# Instructions to follow:
Below are entries; output exactly the lines from the one with "Every instance of the rocky" to the one with "Every instance of the grey", both included, and nothing else.

# Exercise inputs:
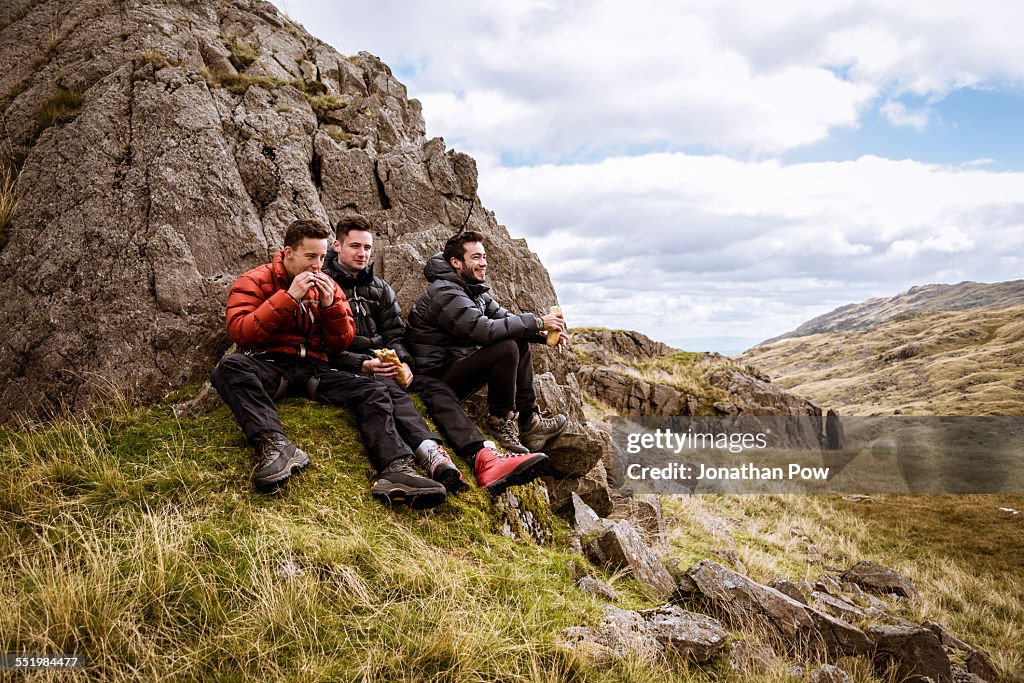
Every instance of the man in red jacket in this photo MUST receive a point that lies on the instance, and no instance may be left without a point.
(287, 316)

...

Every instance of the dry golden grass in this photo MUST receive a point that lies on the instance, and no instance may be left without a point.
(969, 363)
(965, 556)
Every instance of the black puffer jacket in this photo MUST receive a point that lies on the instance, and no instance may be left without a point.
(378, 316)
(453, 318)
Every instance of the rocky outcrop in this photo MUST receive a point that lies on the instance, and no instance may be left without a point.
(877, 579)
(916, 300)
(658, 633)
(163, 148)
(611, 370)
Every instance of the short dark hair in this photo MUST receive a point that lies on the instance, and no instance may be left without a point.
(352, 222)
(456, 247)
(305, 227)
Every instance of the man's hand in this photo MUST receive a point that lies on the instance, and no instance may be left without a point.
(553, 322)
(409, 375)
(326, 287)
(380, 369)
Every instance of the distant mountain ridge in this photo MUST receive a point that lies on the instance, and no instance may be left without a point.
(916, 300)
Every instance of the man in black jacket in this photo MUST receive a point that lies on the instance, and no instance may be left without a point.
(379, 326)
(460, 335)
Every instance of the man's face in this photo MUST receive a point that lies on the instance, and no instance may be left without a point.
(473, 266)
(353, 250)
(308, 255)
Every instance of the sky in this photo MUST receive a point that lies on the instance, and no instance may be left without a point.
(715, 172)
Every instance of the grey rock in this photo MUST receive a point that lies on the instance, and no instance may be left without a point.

# Exercise result:
Every instance of the rocky outcrop in this photo MUST receive a point that lies on the instance, and no instance may be left without a point.
(877, 579)
(916, 300)
(658, 633)
(163, 148)
(611, 370)
Every instance of the short dark hair in this photo MUST receive a point that lies on the instance, and no instance may be left without a point.
(352, 222)
(456, 247)
(305, 227)
Every instance of the man's hand in this photo MUST receive a point that lies on the instance, and no instance may be left without a point.
(553, 322)
(409, 375)
(326, 287)
(380, 369)
Every instance of the distant mountain ridge in this photo MUST receive a point that lies on the instance, and no instance may be left without a point.
(916, 300)
Every instance of the man in black jacket in this photo MUST receive a point that lies on the instance, and no instance may be left without a point.
(379, 326)
(460, 335)
Every instance of the man's face in this photo MUST receive a point that lies on the instance, and no instance may be left without a point.
(473, 266)
(353, 250)
(308, 255)
Every instance of the sky in this photo MUST receive a point that lies on the instance, and no instance may be left without a point.
(715, 172)
Every instance of the grey rock in this photo MUST receive a point that lies on the instance, and no instance may be left without a point.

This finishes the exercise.